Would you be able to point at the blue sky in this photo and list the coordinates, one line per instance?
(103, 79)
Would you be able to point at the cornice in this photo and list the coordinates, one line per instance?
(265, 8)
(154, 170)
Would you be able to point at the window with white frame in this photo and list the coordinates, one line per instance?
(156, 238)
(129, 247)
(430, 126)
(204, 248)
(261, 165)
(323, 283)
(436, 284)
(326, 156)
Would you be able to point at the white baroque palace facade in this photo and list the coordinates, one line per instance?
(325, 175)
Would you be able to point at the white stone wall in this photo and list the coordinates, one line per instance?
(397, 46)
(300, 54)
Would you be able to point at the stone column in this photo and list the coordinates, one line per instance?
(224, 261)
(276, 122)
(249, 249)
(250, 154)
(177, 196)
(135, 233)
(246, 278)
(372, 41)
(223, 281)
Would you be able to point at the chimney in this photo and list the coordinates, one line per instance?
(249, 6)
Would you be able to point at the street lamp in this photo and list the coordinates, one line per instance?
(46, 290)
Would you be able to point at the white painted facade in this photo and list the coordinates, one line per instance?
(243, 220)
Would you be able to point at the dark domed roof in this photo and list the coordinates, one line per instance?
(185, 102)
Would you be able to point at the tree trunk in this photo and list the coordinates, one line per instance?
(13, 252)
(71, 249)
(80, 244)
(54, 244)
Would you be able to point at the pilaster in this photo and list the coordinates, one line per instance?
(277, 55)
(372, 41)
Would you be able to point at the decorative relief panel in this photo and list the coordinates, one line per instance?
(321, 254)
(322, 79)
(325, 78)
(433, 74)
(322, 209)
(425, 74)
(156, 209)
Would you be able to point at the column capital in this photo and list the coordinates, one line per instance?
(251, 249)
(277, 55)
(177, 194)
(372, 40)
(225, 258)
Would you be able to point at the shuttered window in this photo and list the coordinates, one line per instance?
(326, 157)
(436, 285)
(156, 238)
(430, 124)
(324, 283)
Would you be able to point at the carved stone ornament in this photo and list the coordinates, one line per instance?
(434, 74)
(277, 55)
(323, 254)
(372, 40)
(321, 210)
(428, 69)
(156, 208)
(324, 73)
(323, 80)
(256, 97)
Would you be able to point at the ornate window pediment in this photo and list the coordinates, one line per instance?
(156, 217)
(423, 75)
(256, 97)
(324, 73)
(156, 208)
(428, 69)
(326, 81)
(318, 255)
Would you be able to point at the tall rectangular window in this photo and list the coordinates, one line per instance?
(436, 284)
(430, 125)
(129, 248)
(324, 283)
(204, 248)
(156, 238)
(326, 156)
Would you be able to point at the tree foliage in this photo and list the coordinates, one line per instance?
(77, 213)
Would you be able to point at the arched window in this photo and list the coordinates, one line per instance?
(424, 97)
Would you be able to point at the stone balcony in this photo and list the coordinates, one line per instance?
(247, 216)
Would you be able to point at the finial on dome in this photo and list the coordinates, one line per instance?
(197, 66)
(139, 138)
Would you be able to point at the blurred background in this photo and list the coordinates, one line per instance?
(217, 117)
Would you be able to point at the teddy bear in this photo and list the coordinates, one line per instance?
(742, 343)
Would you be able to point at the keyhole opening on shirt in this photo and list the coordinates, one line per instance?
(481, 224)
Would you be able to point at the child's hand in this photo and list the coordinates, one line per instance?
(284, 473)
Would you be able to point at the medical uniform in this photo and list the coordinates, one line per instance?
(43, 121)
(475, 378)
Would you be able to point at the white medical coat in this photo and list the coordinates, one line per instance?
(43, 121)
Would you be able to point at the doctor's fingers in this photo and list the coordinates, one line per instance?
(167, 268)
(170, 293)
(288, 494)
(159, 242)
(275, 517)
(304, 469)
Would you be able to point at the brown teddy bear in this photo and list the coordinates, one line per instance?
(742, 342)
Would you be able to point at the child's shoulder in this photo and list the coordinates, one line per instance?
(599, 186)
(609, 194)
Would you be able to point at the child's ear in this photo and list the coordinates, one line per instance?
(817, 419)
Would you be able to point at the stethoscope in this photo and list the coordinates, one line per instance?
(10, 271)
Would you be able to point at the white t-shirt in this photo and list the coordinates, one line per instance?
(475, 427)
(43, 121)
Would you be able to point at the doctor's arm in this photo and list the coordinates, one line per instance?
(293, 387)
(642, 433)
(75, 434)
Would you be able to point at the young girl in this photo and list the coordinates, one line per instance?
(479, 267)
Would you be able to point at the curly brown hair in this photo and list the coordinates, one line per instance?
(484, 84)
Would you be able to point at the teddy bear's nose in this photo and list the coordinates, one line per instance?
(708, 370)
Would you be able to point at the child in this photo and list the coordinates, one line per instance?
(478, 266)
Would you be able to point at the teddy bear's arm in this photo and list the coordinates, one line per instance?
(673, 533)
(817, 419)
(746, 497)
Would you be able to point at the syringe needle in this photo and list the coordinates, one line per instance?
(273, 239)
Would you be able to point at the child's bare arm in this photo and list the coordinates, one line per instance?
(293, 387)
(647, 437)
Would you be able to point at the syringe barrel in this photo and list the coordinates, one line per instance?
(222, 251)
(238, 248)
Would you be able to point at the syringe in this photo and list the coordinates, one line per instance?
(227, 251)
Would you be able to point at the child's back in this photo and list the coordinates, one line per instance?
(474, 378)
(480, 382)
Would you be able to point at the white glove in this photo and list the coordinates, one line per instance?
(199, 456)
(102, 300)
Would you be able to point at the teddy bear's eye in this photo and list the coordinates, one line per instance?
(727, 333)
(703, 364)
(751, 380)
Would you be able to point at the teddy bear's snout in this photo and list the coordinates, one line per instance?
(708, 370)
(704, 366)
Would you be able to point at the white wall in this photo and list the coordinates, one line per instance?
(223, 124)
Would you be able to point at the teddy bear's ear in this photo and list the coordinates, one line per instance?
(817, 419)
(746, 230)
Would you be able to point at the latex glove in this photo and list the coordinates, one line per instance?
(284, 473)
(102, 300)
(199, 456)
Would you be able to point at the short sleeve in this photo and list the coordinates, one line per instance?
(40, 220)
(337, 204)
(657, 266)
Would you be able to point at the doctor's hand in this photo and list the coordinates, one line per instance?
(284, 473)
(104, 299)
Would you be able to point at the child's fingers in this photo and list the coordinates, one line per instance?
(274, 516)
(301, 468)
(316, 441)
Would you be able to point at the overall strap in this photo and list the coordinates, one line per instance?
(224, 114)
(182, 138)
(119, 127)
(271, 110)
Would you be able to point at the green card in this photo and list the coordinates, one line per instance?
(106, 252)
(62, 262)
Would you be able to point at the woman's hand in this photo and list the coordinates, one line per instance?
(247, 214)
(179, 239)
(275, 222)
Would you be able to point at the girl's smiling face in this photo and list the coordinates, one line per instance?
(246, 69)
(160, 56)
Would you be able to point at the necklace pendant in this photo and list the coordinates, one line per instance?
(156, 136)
******************************
- **What is required**
Print each entry exactly as it was written.

- **Exercise solution**
Would you be able to point at the blue sky in this photo and list the coordinates, one line per instance?
(103, 79)
Would you be able to point at the cornice in this photo and list the coordinates, one line per instance?
(265, 8)
(154, 170)
Would you be able to point at the window with white frame in this photo and list the coordinates, one line per instance?
(156, 238)
(129, 247)
(430, 126)
(204, 248)
(261, 165)
(323, 283)
(436, 284)
(326, 156)
Would you be able to point at the white baroque palace facade in this photo and list the coordinates, one line per instance?
(325, 175)
Would you be able to point at the white stone wall in this photo and list the coordinates, one line per instance?
(397, 46)
(300, 54)
Would you be able to point at the stone column in this photo and list the coordinates, one line per instance?
(224, 261)
(276, 122)
(249, 249)
(250, 154)
(177, 196)
(135, 233)
(246, 278)
(372, 41)
(223, 281)
Would you be able to point at the chimney in this photo and list the coordinates, one line per instance?
(249, 6)
Would you be able to point at the street lamp in this photo and list the coordinates, one line per instance?
(46, 290)
Would you be able to point at the white painted facade in this photo and list the coordinates, one line per instance?
(243, 220)
Would you be able to point at the dark domed roof in this photo and list the coordinates, one line per instance?
(185, 102)
Would you be able to point at the tree trunk in this photo and list the coordinates, one line per instance?
(13, 252)
(71, 249)
(80, 244)
(54, 244)
Would you be able to point at the pilaster in this photo and list the coordinates, one line per instance?
(277, 55)
(372, 41)
Would you be able to point at the decorative relief panel in this photo and list the coordinates, one line per instance?
(321, 254)
(322, 79)
(325, 78)
(433, 74)
(322, 209)
(425, 74)
(156, 209)
Would you be able to point at the column capital in this photo and list the coordinates, one line per instance?
(251, 249)
(277, 55)
(177, 194)
(372, 40)
(225, 258)
Would you be able to point at the shuttered window in this photo and list the coordinates, one line per instance?
(326, 157)
(436, 285)
(156, 238)
(430, 124)
(324, 283)
Would you be able to point at the carved stone ornament in this photo and list the coordinates, one line per instance?
(434, 74)
(277, 55)
(323, 254)
(372, 40)
(321, 210)
(428, 69)
(156, 208)
(324, 73)
(323, 80)
(256, 97)
Would you be able to point at the ornate window pediment in this photo and list the coordinates, one line per instance?
(156, 217)
(423, 75)
(256, 97)
(324, 73)
(156, 208)
(428, 69)
(326, 81)
(318, 255)
Would you be able to point at the tall rectangular window in this photo and list the coordinates, one line per instance?
(436, 284)
(430, 125)
(129, 248)
(324, 283)
(204, 248)
(156, 238)
(326, 156)
Would you be able to point at the tree foliage in this photo and list the coordinates, one line per instance?
(77, 213)
Would you be able to point at the arched window in this photo and list the coordinates, one line per instance?
(424, 97)
Would you be able to point at the stone balcony in this photo and list the coordinates, one line per instance?
(247, 216)
Would you be able to point at the finial on dome in this photo and list the coordinates, one line per instance?
(197, 66)
(139, 138)
Would you be able to point at the blurred background in this photo and list the coordinates, one line per instance?
(217, 117)
Would you be able to point at the teddy bear in this photo and list the coordinates, one line per instance?
(742, 343)
Would you be able to point at the keyhole opening on shirt in this photo and list the coordinates, one line per instance?
(481, 224)
Would you be able to point at the child's hand in this photo and list the coordinates, one line per instance?
(284, 473)
Would you be able to point at the medical uniform in this photo and list the coordinates, one line per instance?
(43, 121)
(475, 378)
Would you be able to point at the white medical coat in this photo and list the coordinates, one line per instance?
(43, 121)
Would you be able to point at the doctor's fingers in this photo and list the coordinates, one line per instance?
(167, 268)
(170, 293)
(288, 494)
(159, 242)
(275, 517)
(304, 469)
Would you be able to point at the brown teddy bear in this photo and list the coordinates, one line per instance?
(742, 342)
Would you be able to point at the child's shoulder in this photo and list the coordinates, one line per instance?
(599, 186)
(609, 194)
Would you be able to point at the child's ear in this photo and list the coordinates, one line per instance?
(817, 419)
Would you be able to point at the stethoscope in this photo and list the coordinates, one line per instance?
(10, 271)
Would you be able to point at the white t-shirt in this photo and list the coordinates, one line per instance?
(475, 427)
(43, 121)
Would you be able to point at the doctor's arm in this photo and list the coordinates, one line per instance?
(293, 387)
(642, 433)
(75, 434)
Would you be able to point at the young girl in this photo and list the coordinates, one line per instance?
(479, 267)
Would you be able to point at the curly brown hair in this photo and list the coordinates, one line per instance?
(484, 84)
Would you be able to point at the teddy bear's nose in this photo and list the coordinates, one line per instance?
(708, 370)
Would you be able to point at the child in this photo and list the coordinates, one line per instance?
(478, 266)
Would you be able to point at the teddy bear's arm in this photo and list the coordinates, one line per instance?
(673, 533)
(817, 419)
(746, 497)
Would you be able to point at the syringe needle in this photo and list the coordinates, one line per instance?
(273, 239)
Would you be able to point at the child's bare arm in this photo and list the coordinates, one line per instance?
(293, 387)
(647, 437)
Would you be able to point at the syringe barrel in this photo and list the coordinates, one line per instance?
(222, 251)
(238, 248)
Would you be able to point at the syringe in this photo and list the coordinates, one line per instance?
(227, 251)
Would you be able to point at the child's back in this photo and list the coordinates, one line per instance?
(474, 378)
(480, 382)
Would you be able to point at the white glove in this photo and list the coordinates, one line per instance?
(199, 456)
(102, 300)
Would you be able to point at the teddy bear's eye in this photo and list the coordinates, one line per instance?
(727, 333)
(703, 364)
(751, 380)
Would you be able to point at the teddy bear's snout in this photo and list the coordinates, one line per instance?
(708, 370)
(704, 366)
Would you be able to point at the white wall in this photo and list the coordinates, one line per instance?
(223, 124)
Would you be able to point at the teddy bear's ear in this photo and list the coordinates, one line per instance?
(817, 419)
(746, 230)
Would you be able to point at the latex glove in this photo and list the coordinates, one line per instance?
(284, 473)
(102, 300)
(199, 456)
Would you be able to point at the short sleeve in this photo and list the coordinates, one line per instance?
(40, 220)
(337, 204)
(657, 266)
Would you be able to point at the doctor's hand in this photo and list the coordinates, one line per instance?
(284, 473)
(104, 299)
Would you be able to point at the child's fingers in this photo and list the coordinates, one line per instance?
(274, 516)
(301, 468)
(316, 441)
Would you be able to point at the overall strap in this photo and list the coordinates, one line per instance?
(224, 114)
(182, 138)
(119, 127)
(271, 110)
Would you be able to point at the green card in this photo and list the coordinates, one line per instance?
(106, 252)
(62, 262)
Would you be able to point at the woman's hand in this photo and list the coordinates, one line per instance?
(247, 214)
(179, 239)
(275, 222)
Would you be able to point at the girl's smiling face in this photo and list the coordinates, one line per instance?
(246, 69)
(160, 56)
Would you be able to point at the necklace pendant in this photo and list the coordinates, one line per instance?
(156, 136)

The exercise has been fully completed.